» SELECTED PASSAGE

** START **

In less than 12 months, there have been at least 28 security operations that resulted in apprehending suspects who Kyrgyz authorities say were connected to terrorist groups in Syria and Iraq.
The picture is not at all clear, but the frequency of detentions is striking.
Before diving into the topic, some background.
Kyrgyzstan is widely recognized as being more open than other Central Asian republics. Media are generally able to cover a greater variety of stories, including the apprehension of suspected militants; but that also suggests Kyrgyzstan might be the easiest country in the region for militants or people connected to international terrorist groups to enter.
While there are undoubtedly militants returning elsewhere in the region, it is possible their numbers are more limited outside of Kyrgyzstan, given the more rigorous screening in countries like, say, Uzbekistan or Tajikistan.
All the same, Kyrgyzstan might provide a window on the question: Are Central Asia's militants returning in higher numbers from the Middle East?
We'll look here at reported apprehensions of militants on Kyrgyz territory from October 2016 until March 2018. I keep fairly close records of events throughout Central Asia, but it is entirely possible that I missed some reports so more people might have been taken into custody on charges stemming from alleged links to terrorists than are listed here.
I am only including those said to have been connected to terrorist groups in Syria and Iraq. This report does not refer to alleged members of groups that could be considered more "local," such as Hizb ut-Tahrir, Jamaat Tablighi, or Yakyn Inkar, although alleged members of those organizations were also detained during the October 2016-March 2018 period.
Kyrgyz authorities have estimated that some 600 of their fellow citizens left to join extremist groups in Syria and Iraq, including women and children. Some were killed there. But like other Central Asian governments, particularly Uzbekistan and Tajikistan's governments, Kyrgyzstan is concerned about the survivors and where they go once they decide to leave the fighting in the Middle East.
On August 30, 2016, a suicide bomber attempted to ram through the gates of the Chinese Embassy in Kyrgyzstan's capital, Bishkek. The bomber was the only one killed, but several people were injured. In early October 2016, a video was posted on the Internet purportedly showing citizens of Kyrgyzstan who had joined the militant group Islamic State (IS) in Syria.
Security was heightened in Kyrgyzstan after those events, but security operations do not appear to have netted many suspected terrorists on Kyrgyz territory.
A New Year's Eve attack on the Reina nightclub in Istanbul that killed 39 people and wounded at least 70 others was initially blamed on a citizen of Kyrgyzstan, but that turned out to be untrue (the suspect, now in custody, is an Uzbek national). By the second half of January 2017, Kyrgyzstan's attention had turned toward the crash of a Turkish cargo plane outside Bishkek's Manas airport that had killed 35 Kyrgyz and claims by the leader of the Ata-Meken opposition party, Omurbek Tekebaev, that some of the cargo aboard that plane belonged to Kyrgyzstan's then president, Almazbek Atambaev.

** END **

» ENTRIES PROVIDED

** START **

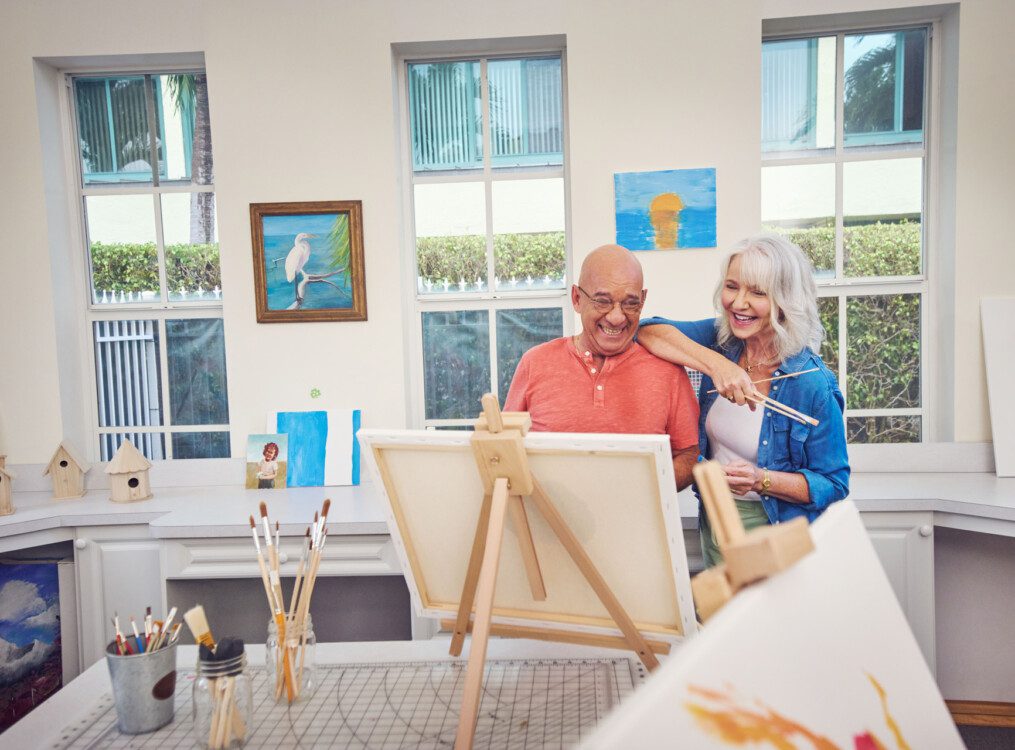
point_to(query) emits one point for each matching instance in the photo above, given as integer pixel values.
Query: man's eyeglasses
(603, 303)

** END **
** START **

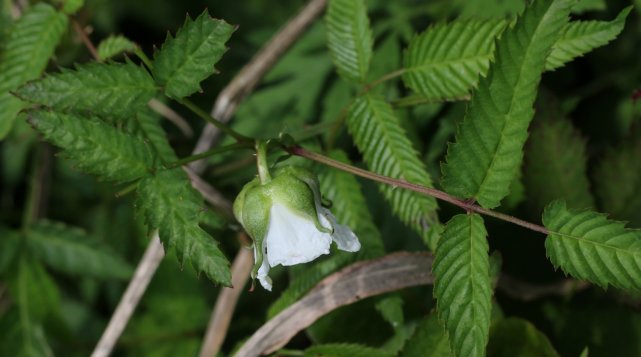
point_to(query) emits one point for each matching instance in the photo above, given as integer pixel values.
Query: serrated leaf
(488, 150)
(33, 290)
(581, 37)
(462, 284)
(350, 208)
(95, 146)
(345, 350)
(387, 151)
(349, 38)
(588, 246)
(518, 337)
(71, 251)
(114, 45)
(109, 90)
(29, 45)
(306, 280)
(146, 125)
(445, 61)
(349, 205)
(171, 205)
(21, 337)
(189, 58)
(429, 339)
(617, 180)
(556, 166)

** END **
** START **

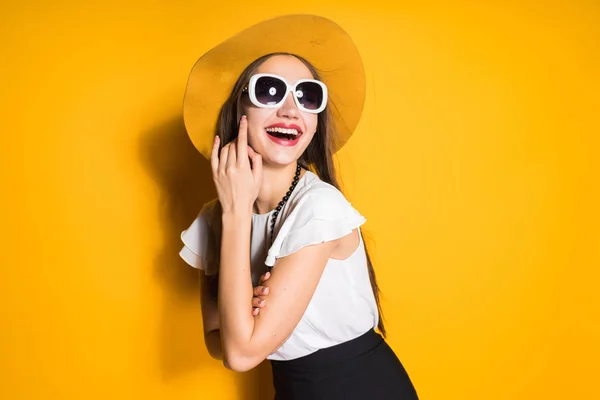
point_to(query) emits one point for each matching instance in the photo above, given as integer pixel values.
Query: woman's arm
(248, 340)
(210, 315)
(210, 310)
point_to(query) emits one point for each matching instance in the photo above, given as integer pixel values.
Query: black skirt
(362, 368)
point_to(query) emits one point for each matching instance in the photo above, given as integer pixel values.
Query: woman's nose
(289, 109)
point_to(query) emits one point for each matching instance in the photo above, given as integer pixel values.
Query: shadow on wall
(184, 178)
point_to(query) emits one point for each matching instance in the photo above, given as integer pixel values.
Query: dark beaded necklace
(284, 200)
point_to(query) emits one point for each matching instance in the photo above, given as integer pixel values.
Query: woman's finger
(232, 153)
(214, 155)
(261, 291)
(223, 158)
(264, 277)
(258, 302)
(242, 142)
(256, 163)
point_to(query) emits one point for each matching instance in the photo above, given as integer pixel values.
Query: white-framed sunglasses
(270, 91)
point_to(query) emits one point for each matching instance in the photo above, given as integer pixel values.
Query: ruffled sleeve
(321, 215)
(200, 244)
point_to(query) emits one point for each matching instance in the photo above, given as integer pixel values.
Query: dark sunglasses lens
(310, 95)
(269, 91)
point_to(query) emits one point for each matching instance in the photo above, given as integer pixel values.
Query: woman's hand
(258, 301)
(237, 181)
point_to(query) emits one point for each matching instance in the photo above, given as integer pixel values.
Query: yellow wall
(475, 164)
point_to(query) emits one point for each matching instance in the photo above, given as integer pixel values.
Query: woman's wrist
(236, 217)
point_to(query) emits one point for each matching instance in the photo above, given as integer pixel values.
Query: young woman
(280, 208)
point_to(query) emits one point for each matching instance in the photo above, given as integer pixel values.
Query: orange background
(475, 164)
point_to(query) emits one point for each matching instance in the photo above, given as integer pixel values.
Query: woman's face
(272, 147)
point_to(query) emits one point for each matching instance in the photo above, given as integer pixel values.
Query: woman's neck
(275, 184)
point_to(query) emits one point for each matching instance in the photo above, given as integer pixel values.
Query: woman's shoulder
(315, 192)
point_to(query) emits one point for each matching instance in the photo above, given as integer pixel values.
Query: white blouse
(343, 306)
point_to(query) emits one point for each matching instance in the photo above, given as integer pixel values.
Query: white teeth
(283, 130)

** END **

» TASKS TO CARRY OUT
- A) According to the Kyrgyzstan passage, why might returning militants be fewer in other Central Asian countries than in Kyrgyzstan? Answer in one to three sentences.
- B) Please report how many lines of the records contain the string "wall".
The records are unrelated to the Kyrgyzstan passage.

» SOLUTIONS FOR EACH TASK
- A) Countries such as Uzbekistan and Tajikistan screen people more rigorously. Kyrgyzstan is more open than the other Central Asian republics, so it might be the easiest country in the region for militants to enter.

- B) 2